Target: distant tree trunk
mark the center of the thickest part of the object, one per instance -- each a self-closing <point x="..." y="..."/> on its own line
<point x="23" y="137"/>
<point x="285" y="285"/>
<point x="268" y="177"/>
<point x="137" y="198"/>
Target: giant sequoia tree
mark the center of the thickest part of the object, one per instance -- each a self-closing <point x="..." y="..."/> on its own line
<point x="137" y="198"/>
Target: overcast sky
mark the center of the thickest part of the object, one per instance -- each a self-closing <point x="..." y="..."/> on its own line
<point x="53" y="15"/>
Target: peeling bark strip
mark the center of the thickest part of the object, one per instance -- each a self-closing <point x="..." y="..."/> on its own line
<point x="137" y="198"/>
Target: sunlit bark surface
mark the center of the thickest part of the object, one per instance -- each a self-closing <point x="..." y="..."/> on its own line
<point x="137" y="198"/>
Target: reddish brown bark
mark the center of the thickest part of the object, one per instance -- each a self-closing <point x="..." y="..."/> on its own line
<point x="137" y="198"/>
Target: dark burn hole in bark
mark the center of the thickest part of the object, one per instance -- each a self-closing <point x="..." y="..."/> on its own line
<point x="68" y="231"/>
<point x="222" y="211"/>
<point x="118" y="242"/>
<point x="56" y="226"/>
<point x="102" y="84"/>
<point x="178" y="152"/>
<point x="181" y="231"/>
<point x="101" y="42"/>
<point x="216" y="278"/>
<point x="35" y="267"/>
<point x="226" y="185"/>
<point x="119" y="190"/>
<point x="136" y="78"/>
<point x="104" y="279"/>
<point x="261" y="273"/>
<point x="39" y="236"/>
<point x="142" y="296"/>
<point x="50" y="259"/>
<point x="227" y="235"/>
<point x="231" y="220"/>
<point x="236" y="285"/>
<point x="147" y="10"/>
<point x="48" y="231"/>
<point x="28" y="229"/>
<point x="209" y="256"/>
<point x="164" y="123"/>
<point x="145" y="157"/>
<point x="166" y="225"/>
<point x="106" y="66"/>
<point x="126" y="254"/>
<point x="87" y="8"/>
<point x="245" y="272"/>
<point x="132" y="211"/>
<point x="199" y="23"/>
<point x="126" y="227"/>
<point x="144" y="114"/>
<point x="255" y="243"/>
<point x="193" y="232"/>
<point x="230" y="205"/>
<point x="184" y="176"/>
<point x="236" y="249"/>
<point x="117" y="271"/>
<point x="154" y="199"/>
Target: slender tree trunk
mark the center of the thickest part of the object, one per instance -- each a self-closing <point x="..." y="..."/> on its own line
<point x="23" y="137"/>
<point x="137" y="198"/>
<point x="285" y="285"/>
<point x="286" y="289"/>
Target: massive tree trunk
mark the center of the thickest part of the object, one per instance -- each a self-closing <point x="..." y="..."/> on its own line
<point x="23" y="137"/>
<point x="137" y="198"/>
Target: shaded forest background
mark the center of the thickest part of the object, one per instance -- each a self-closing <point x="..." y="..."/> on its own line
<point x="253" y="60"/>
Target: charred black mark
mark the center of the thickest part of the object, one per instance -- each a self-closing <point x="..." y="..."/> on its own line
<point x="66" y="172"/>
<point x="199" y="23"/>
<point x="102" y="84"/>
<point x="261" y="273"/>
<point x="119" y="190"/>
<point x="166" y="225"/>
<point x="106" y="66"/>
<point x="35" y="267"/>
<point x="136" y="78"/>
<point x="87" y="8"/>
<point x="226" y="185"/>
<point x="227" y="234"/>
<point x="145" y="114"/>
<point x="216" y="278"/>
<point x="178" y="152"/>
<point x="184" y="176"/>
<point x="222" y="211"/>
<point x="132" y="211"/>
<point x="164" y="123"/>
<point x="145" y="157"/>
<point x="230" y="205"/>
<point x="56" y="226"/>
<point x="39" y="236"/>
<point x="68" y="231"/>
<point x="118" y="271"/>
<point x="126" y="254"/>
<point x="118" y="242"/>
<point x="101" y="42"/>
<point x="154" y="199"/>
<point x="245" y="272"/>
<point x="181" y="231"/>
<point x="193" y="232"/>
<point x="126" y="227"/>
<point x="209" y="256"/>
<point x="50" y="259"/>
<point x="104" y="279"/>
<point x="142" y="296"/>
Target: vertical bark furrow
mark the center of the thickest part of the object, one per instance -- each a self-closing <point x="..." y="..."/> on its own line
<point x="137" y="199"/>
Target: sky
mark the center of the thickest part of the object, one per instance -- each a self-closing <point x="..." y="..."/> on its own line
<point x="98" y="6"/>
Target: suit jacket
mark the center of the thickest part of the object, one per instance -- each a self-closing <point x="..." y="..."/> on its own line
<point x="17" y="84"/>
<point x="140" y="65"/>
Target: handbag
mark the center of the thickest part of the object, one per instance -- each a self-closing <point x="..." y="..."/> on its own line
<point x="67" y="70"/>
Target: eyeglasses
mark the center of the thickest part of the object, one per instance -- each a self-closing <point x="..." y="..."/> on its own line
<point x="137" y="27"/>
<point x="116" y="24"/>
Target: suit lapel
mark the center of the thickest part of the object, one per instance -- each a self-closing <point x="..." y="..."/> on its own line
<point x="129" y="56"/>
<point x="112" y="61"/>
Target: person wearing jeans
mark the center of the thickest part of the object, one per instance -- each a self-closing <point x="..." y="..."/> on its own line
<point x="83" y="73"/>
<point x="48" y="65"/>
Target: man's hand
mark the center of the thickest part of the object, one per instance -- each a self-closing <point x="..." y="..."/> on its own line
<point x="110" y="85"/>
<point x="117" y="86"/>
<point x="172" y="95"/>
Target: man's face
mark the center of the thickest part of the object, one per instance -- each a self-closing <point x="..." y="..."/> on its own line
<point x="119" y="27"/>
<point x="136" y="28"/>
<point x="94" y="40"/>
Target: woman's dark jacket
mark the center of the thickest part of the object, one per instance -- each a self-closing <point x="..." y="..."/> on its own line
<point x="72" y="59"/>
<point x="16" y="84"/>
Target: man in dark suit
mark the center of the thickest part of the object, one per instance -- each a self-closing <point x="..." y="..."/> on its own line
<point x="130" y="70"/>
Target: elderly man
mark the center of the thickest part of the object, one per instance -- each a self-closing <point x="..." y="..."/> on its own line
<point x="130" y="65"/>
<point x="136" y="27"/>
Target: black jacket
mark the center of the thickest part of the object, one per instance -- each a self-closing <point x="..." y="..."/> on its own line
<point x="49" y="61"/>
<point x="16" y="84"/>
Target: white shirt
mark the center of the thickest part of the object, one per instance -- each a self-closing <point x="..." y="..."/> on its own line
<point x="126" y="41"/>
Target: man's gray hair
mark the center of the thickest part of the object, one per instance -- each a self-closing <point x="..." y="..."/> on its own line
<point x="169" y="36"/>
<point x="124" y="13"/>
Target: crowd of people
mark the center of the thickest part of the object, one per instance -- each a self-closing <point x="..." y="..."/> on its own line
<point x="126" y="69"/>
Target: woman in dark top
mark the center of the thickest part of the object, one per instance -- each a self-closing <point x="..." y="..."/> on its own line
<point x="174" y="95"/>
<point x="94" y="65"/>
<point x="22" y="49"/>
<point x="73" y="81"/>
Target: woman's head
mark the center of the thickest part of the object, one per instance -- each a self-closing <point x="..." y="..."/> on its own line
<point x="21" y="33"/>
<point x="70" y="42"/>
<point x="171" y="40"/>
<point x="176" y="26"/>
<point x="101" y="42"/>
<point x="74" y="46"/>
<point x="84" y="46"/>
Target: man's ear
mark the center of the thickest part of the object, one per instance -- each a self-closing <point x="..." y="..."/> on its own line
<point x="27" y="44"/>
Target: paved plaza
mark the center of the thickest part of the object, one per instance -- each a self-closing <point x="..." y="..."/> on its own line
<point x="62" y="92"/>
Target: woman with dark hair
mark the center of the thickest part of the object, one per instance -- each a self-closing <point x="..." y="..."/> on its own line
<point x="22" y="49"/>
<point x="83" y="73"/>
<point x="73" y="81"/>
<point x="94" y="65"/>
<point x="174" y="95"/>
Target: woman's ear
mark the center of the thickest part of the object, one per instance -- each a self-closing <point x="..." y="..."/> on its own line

########

- WHAT IS REQUIRED:
Beginning with the line that contains "Target: man's ear", quote each line exactly through the last line of the entries above, and nothing beyond them.

- SOLUTION BELOW:
Target: man's ear
mark the center of the thickest part of the object, one per instance -- each a self-closing <point x="..." y="..."/> on its own line
<point x="27" y="44"/>
Target: paved plaza
mark the center of the thickest part of the object, one per instance -- each a self-closing <point x="..." y="..."/> on its own line
<point x="62" y="92"/>
Target: woman with dark hair
mark the center of the thickest part of the object, one per instance -- each a self-closing <point x="..." y="..."/> on its own line
<point x="22" y="49"/>
<point x="83" y="73"/>
<point x="73" y="81"/>
<point x="94" y="65"/>
<point x="174" y="95"/>
Target: woman's ear
mark the center of the thickest part of the object, one per instance -- each a self-closing <point x="..." y="..."/> on its own line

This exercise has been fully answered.